Tarefas propostas:
- A) Transcreva do texto sobre Assis 2011 o trecho que vai de "A opinião é" até "outubro de 1986.".
- B) De acordo com o texto sobre Assis 2011, em que data ocorreu a Jornada Mundial de Oração pela Paz desejada por João Paulo II?

Texto:
★ ★ ★ ★

[unisinos]
30/10/2011
Com Assis 2011, o espírito de paz entre as religiões
continua o seu caminho, enquanto há antigas e novas formas de violência com as
quais é preciso lidar. Talvez haja um mundo novo para se entender, bastante
diferente daquele de 25 anos atrás.
A opinião é de Andrea Riccardi, fundador da Comunidade de
Santo Egídio, em artigo para o jornal Corriere della Sera,
29-10-2011. A tradução é de Moisés Sbardelotto.
Eis o texto.
Não é habitual que um papa volte a um lugar para comemorar um ato do seu
antecessor. Mas, na quinta-feira, 27, com vários líderes religiosos, Bento
XVI foi até Assis para recordar a Jornada Mundial de Oração pela
Paz, desejada por João Paulo II no dia 27 de outubro de 1986.

★ ★ ★ ★

Dados fornecidos:
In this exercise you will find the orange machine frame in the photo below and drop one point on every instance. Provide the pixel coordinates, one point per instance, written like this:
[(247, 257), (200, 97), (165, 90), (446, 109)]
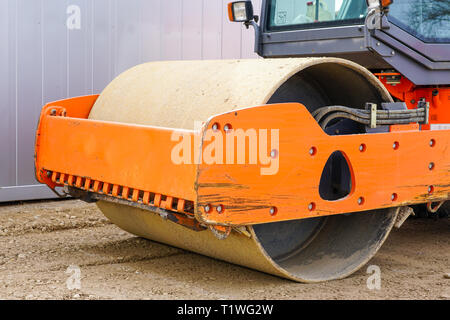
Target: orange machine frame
[(133, 163)]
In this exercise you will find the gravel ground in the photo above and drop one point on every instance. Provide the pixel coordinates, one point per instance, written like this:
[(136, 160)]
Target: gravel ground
[(45, 245)]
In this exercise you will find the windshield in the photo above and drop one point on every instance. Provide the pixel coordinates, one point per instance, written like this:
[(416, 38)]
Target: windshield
[(286, 14), (428, 20)]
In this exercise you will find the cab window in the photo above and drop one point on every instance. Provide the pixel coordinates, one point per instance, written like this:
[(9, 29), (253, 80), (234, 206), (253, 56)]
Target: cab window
[(428, 20)]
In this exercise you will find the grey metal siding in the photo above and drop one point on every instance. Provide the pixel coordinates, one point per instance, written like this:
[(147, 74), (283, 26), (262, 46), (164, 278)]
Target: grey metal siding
[(42, 60)]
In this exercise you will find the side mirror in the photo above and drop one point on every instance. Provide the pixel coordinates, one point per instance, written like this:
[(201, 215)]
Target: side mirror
[(240, 11)]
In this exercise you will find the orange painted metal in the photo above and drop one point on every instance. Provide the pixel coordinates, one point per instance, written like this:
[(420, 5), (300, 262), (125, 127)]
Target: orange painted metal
[(406, 91), (388, 170), (135, 163)]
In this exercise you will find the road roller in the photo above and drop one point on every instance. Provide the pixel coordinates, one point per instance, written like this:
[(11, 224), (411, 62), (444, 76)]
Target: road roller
[(297, 165)]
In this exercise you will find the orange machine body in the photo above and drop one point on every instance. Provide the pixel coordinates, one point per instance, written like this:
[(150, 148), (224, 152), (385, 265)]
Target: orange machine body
[(136, 163)]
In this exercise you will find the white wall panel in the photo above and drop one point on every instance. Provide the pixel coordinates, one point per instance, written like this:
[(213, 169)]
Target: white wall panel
[(42, 60)]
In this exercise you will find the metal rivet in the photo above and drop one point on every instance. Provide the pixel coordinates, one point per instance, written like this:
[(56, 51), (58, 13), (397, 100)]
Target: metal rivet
[(432, 143), (396, 145), (227, 127)]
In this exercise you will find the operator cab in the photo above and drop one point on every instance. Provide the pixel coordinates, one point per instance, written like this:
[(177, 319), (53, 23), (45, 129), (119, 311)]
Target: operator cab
[(412, 37)]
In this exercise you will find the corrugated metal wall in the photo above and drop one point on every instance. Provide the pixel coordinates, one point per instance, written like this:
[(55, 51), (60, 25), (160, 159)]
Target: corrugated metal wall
[(48, 52)]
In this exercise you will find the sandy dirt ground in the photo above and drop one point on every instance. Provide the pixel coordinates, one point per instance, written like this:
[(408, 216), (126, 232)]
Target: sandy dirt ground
[(41, 241)]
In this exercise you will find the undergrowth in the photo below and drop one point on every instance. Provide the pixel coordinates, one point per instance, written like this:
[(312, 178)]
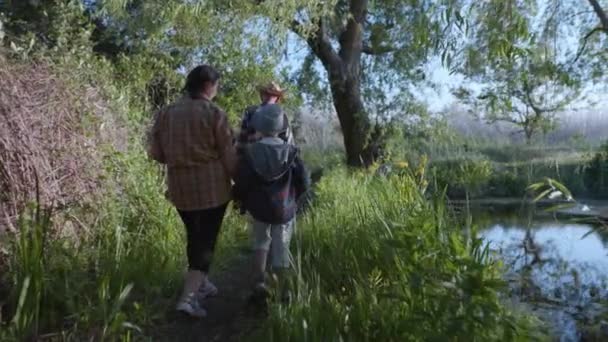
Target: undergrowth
[(376, 260)]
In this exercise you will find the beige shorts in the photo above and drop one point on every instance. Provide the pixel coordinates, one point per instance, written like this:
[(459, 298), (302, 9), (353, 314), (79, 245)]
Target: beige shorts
[(274, 238)]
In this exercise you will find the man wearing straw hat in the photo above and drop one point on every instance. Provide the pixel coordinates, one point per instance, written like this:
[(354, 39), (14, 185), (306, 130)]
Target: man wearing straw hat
[(270, 93)]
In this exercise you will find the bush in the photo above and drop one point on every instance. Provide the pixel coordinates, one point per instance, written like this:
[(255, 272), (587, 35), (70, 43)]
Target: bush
[(596, 173), (113, 280), (461, 177), (52, 135)]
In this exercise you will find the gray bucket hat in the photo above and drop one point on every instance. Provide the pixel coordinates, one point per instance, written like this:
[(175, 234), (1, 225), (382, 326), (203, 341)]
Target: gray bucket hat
[(269, 119)]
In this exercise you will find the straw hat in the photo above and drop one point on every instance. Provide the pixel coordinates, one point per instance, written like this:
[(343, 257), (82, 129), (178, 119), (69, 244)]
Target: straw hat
[(272, 89), (269, 119)]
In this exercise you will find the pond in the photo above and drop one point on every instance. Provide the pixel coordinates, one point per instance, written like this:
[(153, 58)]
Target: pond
[(556, 268)]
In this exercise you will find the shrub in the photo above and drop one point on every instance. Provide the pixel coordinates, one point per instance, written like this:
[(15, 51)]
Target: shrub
[(596, 172), (51, 136)]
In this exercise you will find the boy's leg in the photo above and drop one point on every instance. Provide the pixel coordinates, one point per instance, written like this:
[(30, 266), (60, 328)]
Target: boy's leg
[(261, 245)]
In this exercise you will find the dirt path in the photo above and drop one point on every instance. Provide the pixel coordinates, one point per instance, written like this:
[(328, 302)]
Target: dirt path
[(231, 317)]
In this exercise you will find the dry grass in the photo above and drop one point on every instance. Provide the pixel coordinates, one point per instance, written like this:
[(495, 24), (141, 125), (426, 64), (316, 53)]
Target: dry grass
[(51, 129)]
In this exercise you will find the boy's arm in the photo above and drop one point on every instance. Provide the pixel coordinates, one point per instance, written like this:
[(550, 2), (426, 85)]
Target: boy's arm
[(224, 142), (301, 177)]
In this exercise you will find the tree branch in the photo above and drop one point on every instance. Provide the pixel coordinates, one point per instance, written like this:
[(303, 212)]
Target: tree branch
[(351, 39), (600, 13), (377, 50), (584, 45), (319, 43)]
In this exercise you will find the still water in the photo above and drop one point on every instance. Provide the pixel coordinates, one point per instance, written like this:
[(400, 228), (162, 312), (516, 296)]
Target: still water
[(558, 269)]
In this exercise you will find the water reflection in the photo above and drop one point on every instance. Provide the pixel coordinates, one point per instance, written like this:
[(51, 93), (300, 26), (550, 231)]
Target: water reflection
[(560, 269)]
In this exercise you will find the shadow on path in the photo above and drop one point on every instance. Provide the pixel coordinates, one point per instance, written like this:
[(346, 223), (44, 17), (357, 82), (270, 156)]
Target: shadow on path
[(231, 317)]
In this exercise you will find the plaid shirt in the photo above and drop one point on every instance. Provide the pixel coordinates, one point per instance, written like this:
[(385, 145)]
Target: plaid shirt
[(193, 138)]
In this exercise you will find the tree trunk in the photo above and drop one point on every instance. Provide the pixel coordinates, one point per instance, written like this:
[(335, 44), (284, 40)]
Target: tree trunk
[(354, 121), (344, 72)]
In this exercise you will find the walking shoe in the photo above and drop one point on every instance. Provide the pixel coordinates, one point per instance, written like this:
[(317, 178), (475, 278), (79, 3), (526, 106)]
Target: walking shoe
[(261, 291), (191, 307), (206, 290)]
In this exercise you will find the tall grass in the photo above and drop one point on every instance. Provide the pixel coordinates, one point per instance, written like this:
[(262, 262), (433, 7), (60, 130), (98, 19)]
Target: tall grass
[(112, 279), (378, 261)]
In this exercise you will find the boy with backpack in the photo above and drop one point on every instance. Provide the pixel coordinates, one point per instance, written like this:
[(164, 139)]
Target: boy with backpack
[(270, 178)]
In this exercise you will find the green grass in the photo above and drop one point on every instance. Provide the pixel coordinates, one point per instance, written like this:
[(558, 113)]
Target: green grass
[(113, 279), (376, 261)]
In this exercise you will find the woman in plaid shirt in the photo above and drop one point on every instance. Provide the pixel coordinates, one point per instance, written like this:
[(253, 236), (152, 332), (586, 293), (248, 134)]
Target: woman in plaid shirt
[(193, 139)]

★ ★ ★ ★

Respostas esperadas:
- A)
A opinião é de Andrea Riccardi, fundador da Comunidade de
Santo Egídio, em artigo para o jornal Corriere della Sera,
29-10-2011. A tradução é de Moisés Sbardelotto.
Eis o texto.
Não é habitual que um papa volte a um lugar para comemorar um ato do seu
antecessor. Mas, na quinta-feira, 27, com vários líderes religiosos, Bento
XVI foi até Assis para recordar a Jornada Mundial de Oração pela
Paz, desejada por João Paulo II no dia 27 de outubro de 1986.

- B) 27 de outubro de 1986.